Recorded data:
-=-=-=-=-
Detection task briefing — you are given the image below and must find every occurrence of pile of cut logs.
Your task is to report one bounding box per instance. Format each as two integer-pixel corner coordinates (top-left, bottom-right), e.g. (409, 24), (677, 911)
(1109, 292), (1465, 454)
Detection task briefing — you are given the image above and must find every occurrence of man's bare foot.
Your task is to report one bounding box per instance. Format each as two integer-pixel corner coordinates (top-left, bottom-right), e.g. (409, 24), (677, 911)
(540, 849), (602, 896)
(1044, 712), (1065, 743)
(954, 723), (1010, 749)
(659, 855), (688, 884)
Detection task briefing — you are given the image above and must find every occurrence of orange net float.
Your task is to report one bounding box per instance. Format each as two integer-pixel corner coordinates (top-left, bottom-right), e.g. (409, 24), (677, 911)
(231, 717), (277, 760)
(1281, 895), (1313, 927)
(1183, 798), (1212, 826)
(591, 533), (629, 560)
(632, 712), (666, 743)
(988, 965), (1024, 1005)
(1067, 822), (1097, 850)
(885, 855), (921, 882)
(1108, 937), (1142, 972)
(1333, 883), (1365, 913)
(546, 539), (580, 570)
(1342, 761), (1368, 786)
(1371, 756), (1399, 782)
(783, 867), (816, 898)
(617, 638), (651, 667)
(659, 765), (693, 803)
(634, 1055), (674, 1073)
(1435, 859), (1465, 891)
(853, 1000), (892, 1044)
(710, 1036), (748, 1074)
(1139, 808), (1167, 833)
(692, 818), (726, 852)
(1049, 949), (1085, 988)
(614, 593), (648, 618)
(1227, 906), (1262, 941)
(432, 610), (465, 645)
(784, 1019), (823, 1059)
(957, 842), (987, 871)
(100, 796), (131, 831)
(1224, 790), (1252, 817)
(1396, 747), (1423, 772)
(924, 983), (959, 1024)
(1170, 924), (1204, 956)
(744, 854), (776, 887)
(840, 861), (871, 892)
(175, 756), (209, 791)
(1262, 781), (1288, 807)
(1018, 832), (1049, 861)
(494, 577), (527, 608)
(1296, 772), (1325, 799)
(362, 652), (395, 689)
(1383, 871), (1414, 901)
-=-=-=-=-
#### TO DO
Set down every entry exactly as it appears.

#### RESPONSE
Detection task briefing — you are given the image below and must find every occurrence of pile of cut logs.
Your task is to report one bounding box per instance. Format each as two integer-pixel corner coordinates (top-left, bottom-right), e.g. (409, 24), (677, 911)
(1109, 292), (1465, 454)
Detection task briefing — you are given the image above and must find every occurrence of man's bare foot.
Your task is to report one bounding box per instance. Format each as two integer-pixel corner coordinates (top-left, bottom-right), e.g. (409, 24), (677, 911)
(540, 849), (602, 896)
(1044, 712), (1065, 743)
(954, 723), (1010, 749)
(659, 855), (688, 884)
Detection task briefing — you are given the image above and must find every occurrence of orange net float.
Your task is to report one bounding box per instance. Format each as two integer-pixel corner coordinates (top-left, bottom-right), e.g. (409, 24), (677, 911)
(231, 717), (277, 760)
(1281, 895), (1313, 927)
(1183, 798), (1212, 826)
(591, 533), (629, 560)
(632, 712), (666, 743)
(988, 965), (1024, 1005)
(1067, 822), (1097, 850)
(885, 855), (921, 882)
(1108, 937), (1142, 972)
(1333, 883), (1365, 913)
(546, 539), (580, 570)
(1342, 761), (1368, 786)
(1371, 756), (1399, 782)
(783, 867), (816, 898)
(617, 638), (651, 667)
(659, 765), (693, 803)
(634, 1055), (674, 1073)
(1435, 859), (1465, 891)
(853, 1000), (892, 1044)
(710, 1036), (748, 1074)
(1139, 808), (1167, 833)
(692, 818), (726, 852)
(1049, 949), (1085, 988)
(614, 593), (648, 618)
(1227, 906), (1262, 941)
(432, 610), (465, 645)
(784, 1019), (823, 1059)
(957, 842), (987, 871)
(100, 796), (131, 831)
(1224, 790), (1252, 817)
(1396, 747), (1423, 772)
(924, 983), (959, 1024)
(1170, 924), (1204, 956)
(744, 854), (776, 887)
(840, 861), (871, 892)
(175, 756), (209, 791)
(1262, 781), (1288, 807)
(1018, 832), (1049, 861)
(494, 577), (527, 608)
(1296, 772), (1325, 799)
(362, 652), (395, 689)
(1383, 871), (1414, 901)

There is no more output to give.